#### Tugas Anda:
Ganti "berat lahir sangat rendah" dengan "BBLSR" pada kutipan tentang pecah ketuban, lalu tulis ulang bagian dari "Pada korioamnionitis, morbiditas" sampai "menyertai korioamnionitis. (8)".

##### Kutipan Sumber

2.6.1.4 Pelahiran Disengaja

Pelahiran secara sengaja banyak dipraktikkan sebelum tahun 1970-an karena ketakutan akan terjadi sepsis. Telah dilakukan dua percobaan acak tentang pelahiran disengaja pada kehamilan dengan penyulit pecah ketuban preterm. Mercer dkk. (1993) mengacak 93 kehamilan dengan pecah ketuban pada usia gestasi antara 32 dan 36 minggu untuk melahirkan dibandingkan dengan penatalaksanaan menunggu. Semua mencatat adanya pematangan paru janin. Pelahiran secara sengaja mengurangi lama perawatan ibu di rumah sakit dan juga menurunkan angka infeksi baik pada ibu maupun neonatus. Cox dan Leveno (1995) juga mengacak 129 wanita dengan pecah ketuban pada usia gestasi antara 30 dan 34 minggu. Terdapat satu kematian janin (akibat sepsis) pada kehamilan yang ditangani secara menunggu dan tiga kematian neonatal (dua diantaranya karena sepsis dan satu karena hipoplasia paru). Pada bayi yang dilahirkan dengan sengaja. Kedua pendekatan penatalaksanaan tersebut dirasa tidak memuaskan.(8)

2.6.1.5 Korioamnionitis Nyata

Banyak peneliti yang beranggapan bahwa pecah ketuban yang lama berhubungan dengan peningkatan mortalitas fetal dan maternal (Ho dkk, 2003). Jika terdiagnosis korioamnionitis, perlu segera dimulai upaya untuk melahirkan janin-sebaiknya pervaginam. Sayangnya satu-satunya indikator yang andal untuk menegakkan diagnosis ini hanyalah demam; suhu tubuh 38OC (100,4F) atau lebih yang menyertai pecah ketuban menandakan infeksi. Leukositosis ibu saja dinyatakan tidak dapat diandalkan. Selama penatalaksanaan menunggu, observasi ibu dan takikardi janin, lunaknya uterus, dan keluarnya cairan dari vaginam yang bau perlu dilakukan. (8)

Pada korioamnionitis, morbiditas janin dan neonatus meningkat secara nyata. Alexander dkk. (1998) meneliti pengaruh korioamnionitis klinis pada 1367 bayi dengan berat lahir sangat rendah yang dilahirkan di Parkland Hospital. Sekitar 7 persen bayi terpajan terhadap korioamnionitis dan hasil akhir pada bayi-bayi ini dibandingkan dengan me.reka yang tidak mengalami infeksi nyata. Disimpulkan bahwa bayi dengan berat lahir sangat rendah rentan terhadap cedera neurologis yang menyertai korioamnionitis. (8)

##########
##### Data yang Diberikan

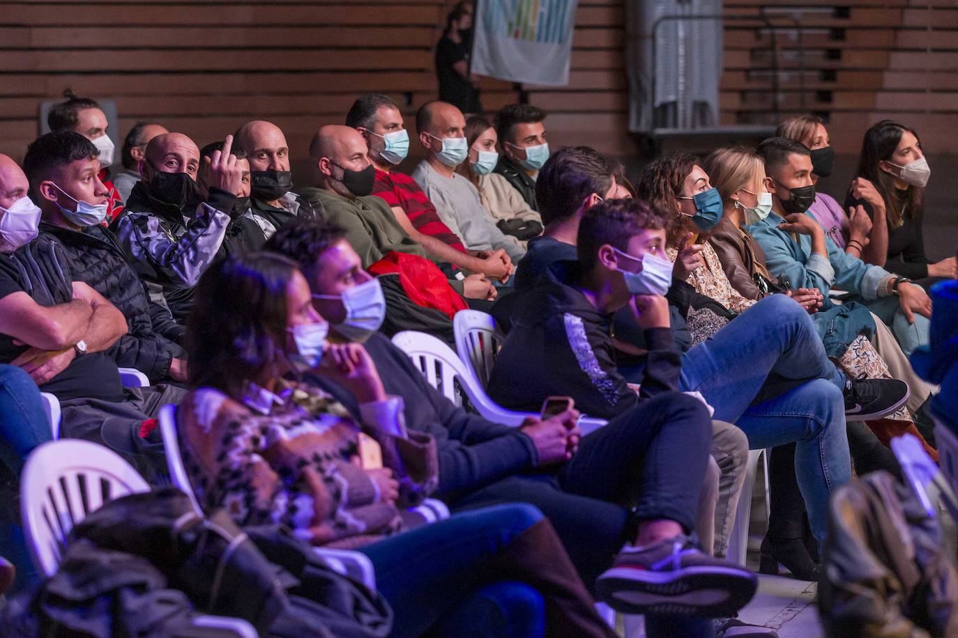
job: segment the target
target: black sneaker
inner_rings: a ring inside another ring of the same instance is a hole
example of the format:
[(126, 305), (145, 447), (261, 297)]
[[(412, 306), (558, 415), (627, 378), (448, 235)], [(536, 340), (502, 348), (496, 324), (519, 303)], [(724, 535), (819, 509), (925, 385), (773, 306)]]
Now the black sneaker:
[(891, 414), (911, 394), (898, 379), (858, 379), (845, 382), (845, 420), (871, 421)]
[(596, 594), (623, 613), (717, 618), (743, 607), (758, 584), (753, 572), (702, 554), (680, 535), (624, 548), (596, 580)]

##########
##### Data yang Diberikan

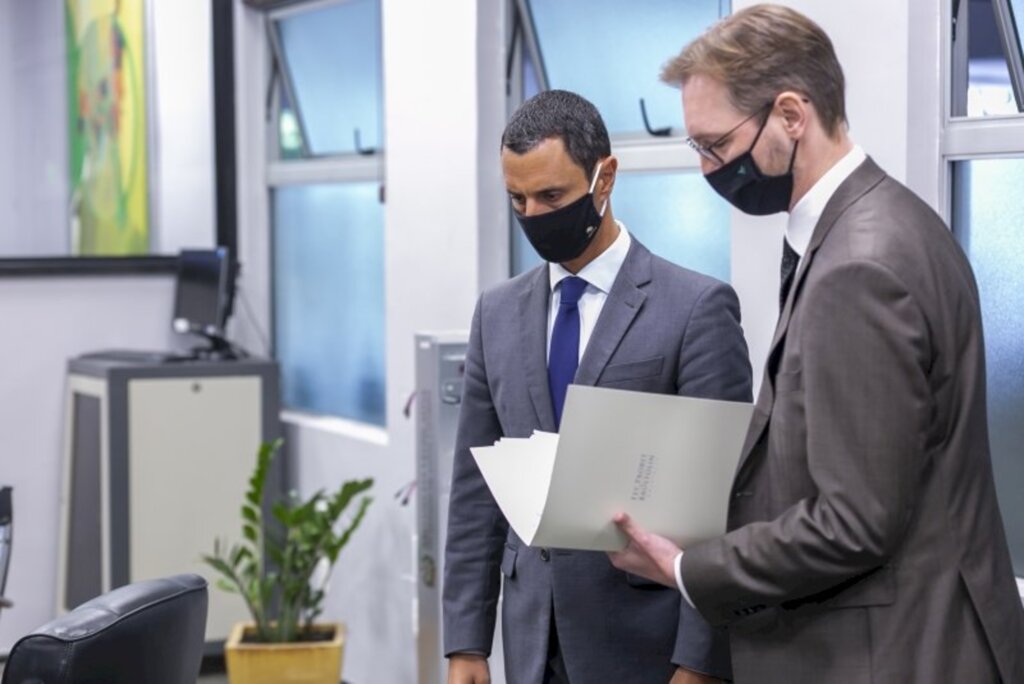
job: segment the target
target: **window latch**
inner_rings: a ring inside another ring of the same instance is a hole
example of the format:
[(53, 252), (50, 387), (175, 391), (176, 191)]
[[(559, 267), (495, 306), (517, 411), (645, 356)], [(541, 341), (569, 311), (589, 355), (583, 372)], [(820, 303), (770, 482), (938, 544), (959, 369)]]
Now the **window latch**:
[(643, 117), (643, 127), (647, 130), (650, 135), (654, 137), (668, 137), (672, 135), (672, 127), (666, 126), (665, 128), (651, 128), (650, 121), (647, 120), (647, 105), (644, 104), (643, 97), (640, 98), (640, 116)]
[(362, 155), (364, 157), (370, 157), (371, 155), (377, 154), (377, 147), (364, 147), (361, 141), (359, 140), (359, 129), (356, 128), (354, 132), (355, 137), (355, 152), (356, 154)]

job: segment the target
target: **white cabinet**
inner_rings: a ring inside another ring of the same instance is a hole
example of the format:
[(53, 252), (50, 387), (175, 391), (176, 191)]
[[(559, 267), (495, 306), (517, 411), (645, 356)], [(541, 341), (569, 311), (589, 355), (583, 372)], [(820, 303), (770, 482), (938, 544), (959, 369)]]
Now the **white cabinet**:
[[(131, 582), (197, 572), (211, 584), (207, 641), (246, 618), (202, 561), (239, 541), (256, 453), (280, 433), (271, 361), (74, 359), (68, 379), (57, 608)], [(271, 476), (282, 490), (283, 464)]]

##########

#### Penyelesaian Tugas:
Pada korioamnionitis, morbiditas janin dan neonatus meningkat secara nyata. Alexander dkk. (1998) meneliti pengaruh korioamnionitis klinis pada 1367 bayi dengan BBLSR yang dilahirkan di Parkland Hospital. Sekitar 7 persen bayi terpajan terhadap korioamnionitis dan hasil akhir pada bayi-bayi ini dibandingkan dengan me.reka yang tidak mengalami infeksi nyata. Disimpulkan bahwa bayi dengan BBLSR rentan terhadap cedera neurologis yang menyertai korioamnionitis. (8)